**What to do**:
a) Which chronic diseases does the thesis record name as the most prevalent?
b) Retype the thesis record from "A comparative study" up to and including "(CVDs), and diabetes.".

──────── Document segment

A comparative study of machine learning models and dynamic ensemble selection approaches to identify chronic diseases
Συγκριτική μελέτη μοντέλων μηχανικής μάθησης και προσεγγίσεων δυναμικής επιλογής συνόλου για την αναγνώριση χρόνιων ασθενειών
Μεταπτυχιακή διπλωματική εργασία
Author
Μιχαλάκογλου, Αθανάσιος
Date
2024-10-24Keywords
Comparative study ; Chronic diseases ; Diabetes ; Cardiovascular diseases ; Melanoma ; Dynamic ensemble selection ; Machine learning ; Logistic regression ; K-Nearest Neighbor ; Random forest ; SVC ; KNORA-U ; KNORA-E ; META-DES ; KNOP ; DES-P ; DES-KNNAbstract
Chronic diseases (CDs) are the leading cause of death globally, significantly increasing the risk of acute clinical complications and imposing a substantial economic burden on healthcare systems. The most prevalent CDs include respiratory diseases, cancer, cardiovascular diseases (CVDs), and diabetes.

────────────────
──────── Information

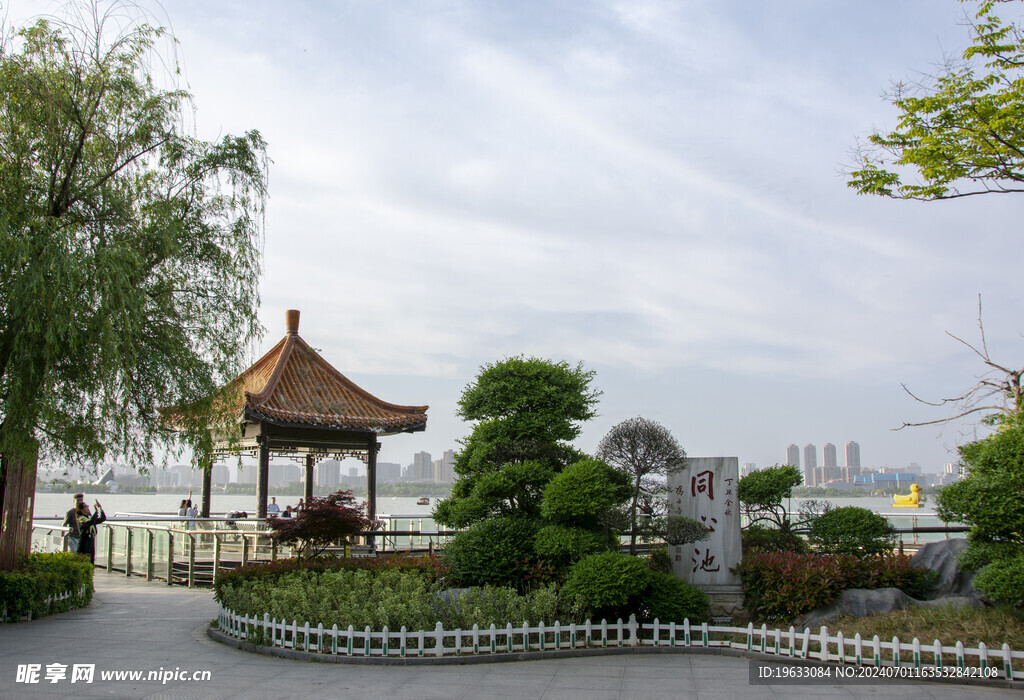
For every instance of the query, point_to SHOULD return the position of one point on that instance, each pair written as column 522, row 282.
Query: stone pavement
column 135, row 625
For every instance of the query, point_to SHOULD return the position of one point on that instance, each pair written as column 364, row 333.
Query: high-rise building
column 388, row 471
column 329, row 473
column 853, row 454
column 810, row 465
column 422, row 468
column 442, row 468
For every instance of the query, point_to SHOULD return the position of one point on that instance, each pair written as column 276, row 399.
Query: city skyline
column 653, row 189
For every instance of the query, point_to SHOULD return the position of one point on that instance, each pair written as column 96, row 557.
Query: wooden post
column 374, row 446
column 262, row 477
column 309, row 478
column 207, row 468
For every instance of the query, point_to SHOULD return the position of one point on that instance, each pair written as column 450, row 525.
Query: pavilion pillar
column 373, row 447
column 309, row 478
column 207, row 468
column 262, row 477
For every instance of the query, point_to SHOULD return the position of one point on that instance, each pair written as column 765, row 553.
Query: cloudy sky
column 652, row 188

────────────────

**Task-by-task results**:
a) Respiratory diseases, cancer, cardiovascular diseases (CVDs), and diabetes.

b)
A comparative study of machine learning models and dynamic ensemble selection approaches to identify chronic diseases
Συγκριτική μελέτη μοντέλων μηχανικής μάθησης και προσεγγίσεων δυναμικής επιλογής συνόλου για την αναγνώριση χρόνιων ασθενειών
Μεταπτυχιακή διπλωματική εργασία
Author
Μιχαλάκογλου, Αθανάσιος
Date
2024-10-24Keywords
Comparative study ; Chronic diseases ; Diabetes ; Cardiovascular diseases ; Melanoma ; Dynamic ensemble selection ; Machine learning ; Logistic regression ; K-Nearest Neighbor ; Random forest ; SVC ; KNORA-U ; KNORA-E ; META-DES ; KNOP ; DES-P ; DES-KNNAbstract
Chronic diseases (CDs) are the leading cause of death globally, significantly increasing the risk of acute clinical complications and imposing a substantial economic burden on healthcare systems. The most prevalent CDs include respiratory diseases, cancer, cardiovascular diseases (CVDs), and diabetes.